(Natural language region descriptions)

☆ ☆ ☆

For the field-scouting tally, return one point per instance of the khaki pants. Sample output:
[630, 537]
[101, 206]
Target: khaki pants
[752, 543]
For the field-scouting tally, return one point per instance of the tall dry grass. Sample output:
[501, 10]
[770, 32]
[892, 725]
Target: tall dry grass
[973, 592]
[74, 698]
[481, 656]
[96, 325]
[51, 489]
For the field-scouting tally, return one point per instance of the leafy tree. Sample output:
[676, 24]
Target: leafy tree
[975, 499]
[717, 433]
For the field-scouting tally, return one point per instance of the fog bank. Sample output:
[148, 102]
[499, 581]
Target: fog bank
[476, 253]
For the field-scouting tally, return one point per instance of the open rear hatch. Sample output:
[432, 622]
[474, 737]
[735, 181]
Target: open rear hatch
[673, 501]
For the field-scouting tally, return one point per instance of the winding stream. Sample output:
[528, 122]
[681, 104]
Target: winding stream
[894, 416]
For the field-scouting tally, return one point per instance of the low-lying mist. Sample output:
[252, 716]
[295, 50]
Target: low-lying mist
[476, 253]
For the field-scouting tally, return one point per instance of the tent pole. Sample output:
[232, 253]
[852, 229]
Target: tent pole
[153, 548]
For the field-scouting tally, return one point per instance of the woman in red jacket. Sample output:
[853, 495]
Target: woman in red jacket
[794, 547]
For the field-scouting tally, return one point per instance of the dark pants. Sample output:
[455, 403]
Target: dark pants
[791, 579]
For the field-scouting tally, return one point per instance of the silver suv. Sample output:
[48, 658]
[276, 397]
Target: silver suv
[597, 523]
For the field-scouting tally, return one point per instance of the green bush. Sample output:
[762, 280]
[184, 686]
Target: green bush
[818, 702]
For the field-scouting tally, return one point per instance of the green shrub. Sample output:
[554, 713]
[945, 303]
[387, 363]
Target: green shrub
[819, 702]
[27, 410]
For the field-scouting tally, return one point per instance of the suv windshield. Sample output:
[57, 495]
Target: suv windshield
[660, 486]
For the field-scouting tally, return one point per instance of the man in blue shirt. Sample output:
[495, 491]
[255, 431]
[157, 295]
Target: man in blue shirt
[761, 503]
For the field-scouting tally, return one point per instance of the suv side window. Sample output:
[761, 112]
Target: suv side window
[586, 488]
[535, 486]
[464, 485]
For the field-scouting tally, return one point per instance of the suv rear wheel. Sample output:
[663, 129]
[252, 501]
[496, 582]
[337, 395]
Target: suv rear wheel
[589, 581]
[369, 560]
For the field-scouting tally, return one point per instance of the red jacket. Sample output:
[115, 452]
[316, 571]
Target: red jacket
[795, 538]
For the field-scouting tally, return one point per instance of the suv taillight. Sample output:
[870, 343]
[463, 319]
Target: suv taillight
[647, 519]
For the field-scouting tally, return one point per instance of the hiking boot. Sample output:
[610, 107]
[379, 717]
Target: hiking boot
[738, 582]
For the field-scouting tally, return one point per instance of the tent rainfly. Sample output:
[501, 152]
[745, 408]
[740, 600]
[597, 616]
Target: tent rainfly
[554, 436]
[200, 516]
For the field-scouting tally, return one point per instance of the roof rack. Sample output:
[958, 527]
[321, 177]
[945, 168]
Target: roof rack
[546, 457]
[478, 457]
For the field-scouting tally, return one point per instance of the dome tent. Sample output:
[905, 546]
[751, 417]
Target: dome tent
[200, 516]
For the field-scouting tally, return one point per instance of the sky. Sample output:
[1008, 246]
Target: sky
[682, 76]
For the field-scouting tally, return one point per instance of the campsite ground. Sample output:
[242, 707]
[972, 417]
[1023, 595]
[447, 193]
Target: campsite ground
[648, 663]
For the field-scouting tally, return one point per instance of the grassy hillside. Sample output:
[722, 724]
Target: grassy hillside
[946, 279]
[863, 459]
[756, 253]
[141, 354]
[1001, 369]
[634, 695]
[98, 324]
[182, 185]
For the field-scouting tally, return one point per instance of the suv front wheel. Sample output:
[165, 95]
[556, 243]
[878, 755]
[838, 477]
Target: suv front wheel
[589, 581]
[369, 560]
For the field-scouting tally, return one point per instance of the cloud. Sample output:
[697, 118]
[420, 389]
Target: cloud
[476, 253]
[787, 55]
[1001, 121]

☆ ☆ ☆

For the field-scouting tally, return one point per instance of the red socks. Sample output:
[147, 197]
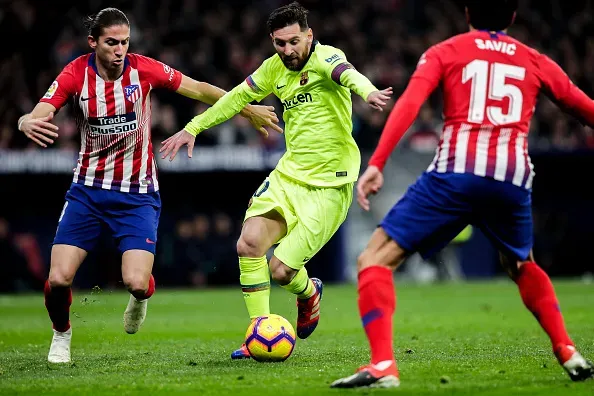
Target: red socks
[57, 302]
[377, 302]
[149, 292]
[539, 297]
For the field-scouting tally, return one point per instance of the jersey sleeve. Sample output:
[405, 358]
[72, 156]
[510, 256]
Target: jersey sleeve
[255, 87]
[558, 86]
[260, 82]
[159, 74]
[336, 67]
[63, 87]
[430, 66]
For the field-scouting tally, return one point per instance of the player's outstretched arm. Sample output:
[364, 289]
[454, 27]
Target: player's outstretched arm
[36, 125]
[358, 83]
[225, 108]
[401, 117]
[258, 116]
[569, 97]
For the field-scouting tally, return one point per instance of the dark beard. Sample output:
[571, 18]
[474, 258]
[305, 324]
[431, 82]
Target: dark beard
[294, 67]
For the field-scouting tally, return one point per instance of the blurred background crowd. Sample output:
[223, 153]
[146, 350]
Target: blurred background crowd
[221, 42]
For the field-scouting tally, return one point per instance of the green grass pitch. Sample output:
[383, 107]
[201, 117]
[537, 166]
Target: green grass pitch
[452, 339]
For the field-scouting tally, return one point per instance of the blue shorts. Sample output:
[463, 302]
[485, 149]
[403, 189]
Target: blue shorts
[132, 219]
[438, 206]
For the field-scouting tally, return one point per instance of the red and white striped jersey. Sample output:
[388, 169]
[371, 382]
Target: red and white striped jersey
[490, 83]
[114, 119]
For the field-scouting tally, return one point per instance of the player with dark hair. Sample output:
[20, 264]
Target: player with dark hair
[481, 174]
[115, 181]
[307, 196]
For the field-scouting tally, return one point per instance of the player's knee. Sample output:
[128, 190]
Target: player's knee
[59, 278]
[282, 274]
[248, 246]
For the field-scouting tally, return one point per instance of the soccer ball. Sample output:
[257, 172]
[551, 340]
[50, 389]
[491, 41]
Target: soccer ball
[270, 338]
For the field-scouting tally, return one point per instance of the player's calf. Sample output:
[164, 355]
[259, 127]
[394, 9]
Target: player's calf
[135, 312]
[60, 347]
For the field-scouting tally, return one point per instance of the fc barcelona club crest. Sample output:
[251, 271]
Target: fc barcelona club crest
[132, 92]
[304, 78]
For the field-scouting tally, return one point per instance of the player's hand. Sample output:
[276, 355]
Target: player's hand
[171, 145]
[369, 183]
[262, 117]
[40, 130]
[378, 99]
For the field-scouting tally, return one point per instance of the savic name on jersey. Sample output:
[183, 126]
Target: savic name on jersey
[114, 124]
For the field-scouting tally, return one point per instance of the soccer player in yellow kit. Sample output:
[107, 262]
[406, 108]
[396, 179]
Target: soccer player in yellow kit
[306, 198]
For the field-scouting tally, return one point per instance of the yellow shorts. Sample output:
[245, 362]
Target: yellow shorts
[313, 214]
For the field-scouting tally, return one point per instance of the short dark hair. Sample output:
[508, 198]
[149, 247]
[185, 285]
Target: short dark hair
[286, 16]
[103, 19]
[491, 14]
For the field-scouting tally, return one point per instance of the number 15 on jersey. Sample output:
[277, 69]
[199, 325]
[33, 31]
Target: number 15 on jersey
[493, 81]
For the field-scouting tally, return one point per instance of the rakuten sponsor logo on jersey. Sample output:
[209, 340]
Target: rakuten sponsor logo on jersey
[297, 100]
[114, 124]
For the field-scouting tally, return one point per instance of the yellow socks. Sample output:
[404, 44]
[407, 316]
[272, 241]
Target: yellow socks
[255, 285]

☆ ☆ ☆

What you need to do ▸ Beginning at the line with "of the khaki" and stopping after the line with "the dark pants.", please write out every line of the data above exactly and nothing else.

Task output ▸
For the field-scouting tally, return one point per instance of the khaki pants. Sample output:
[630, 537]
[101, 206]
Target: khaki pants
[752, 543]
For the field-scouting tally, return one point per instance of the tall dry grass. Sample output:
[501, 10]
[770, 32]
[892, 725]
Target: tall dry grass
[973, 592]
[74, 698]
[481, 656]
[96, 325]
[51, 489]
For the field-scouting tally, return one point per instance of the leafy tree. Sample output:
[676, 24]
Target: leafy tree
[975, 499]
[717, 433]
For the field-scouting tally, return one point per instance of the fog bank. Sample output:
[148, 102]
[499, 581]
Target: fog bank
[476, 253]
For the field-scouting tally, return one point per instance of the open rear hatch. Sample output:
[432, 622]
[474, 737]
[735, 181]
Target: open rear hatch
[673, 501]
For the field-scouting tally, return one point per instance of the winding stream. Sample output:
[528, 122]
[681, 104]
Target: winding stream
[894, 416]
For the field-scouting tally, return one point per instance of the low-lying mist. Sample output:
[252, 716]
[295, 50]
Target: low-lying mist
[476, 253]
For the field-scouting tally, return one point per instance of the tent pole. Sample output:
[232, 253]
[852, 229]
Target: tent pole
[153, 548]
For the field-scouting tally, return one point per instance of the woman in red jacket. Sample output:
[853, 495]
Target: woman in red jacket
[794, 547]
For the field-scouting tally, return one point per instance of the dark pants. Sample output:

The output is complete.